PROBLEM STATEMENT » Pick out every line of the data below that contains the word "seat" and copy those lines. Treat uppercase and lowercase letters as different.

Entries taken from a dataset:
──────────────────────────────
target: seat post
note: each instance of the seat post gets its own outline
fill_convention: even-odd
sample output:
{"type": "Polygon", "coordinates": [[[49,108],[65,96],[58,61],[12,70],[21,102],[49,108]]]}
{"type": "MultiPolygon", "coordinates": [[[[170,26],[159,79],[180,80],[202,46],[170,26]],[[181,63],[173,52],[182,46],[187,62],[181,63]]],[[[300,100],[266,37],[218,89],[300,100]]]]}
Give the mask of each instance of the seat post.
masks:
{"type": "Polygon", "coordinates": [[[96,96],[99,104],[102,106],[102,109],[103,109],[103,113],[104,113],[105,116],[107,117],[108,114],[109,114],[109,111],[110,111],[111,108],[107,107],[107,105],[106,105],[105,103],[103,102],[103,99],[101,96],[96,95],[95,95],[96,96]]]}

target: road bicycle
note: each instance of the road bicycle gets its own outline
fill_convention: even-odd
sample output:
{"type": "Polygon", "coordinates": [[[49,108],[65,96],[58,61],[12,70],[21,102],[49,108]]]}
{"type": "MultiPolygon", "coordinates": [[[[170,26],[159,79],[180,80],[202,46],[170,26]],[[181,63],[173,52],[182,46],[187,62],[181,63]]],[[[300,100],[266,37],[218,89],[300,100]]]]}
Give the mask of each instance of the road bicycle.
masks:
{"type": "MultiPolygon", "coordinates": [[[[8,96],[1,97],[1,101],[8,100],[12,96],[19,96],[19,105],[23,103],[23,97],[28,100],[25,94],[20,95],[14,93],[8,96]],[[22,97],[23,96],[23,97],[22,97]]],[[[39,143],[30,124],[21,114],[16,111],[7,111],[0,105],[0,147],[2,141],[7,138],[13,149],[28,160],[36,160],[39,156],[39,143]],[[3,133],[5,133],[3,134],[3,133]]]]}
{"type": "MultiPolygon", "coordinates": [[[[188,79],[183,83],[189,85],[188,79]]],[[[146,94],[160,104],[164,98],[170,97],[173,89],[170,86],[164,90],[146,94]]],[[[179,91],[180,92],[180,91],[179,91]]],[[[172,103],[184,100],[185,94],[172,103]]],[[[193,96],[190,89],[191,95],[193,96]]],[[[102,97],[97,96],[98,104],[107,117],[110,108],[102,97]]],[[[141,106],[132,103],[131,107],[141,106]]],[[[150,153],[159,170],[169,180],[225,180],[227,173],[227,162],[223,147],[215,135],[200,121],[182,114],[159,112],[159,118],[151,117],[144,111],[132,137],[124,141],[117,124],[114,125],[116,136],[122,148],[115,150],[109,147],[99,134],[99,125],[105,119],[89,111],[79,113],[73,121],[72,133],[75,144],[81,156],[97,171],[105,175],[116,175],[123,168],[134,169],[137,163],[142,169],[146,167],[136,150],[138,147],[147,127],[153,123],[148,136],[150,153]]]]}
──────────────────────────────
TASK RESULT »
target: seat post
note: each instance of the seat post gets its own outline
Give the mask of each instance of the seat post.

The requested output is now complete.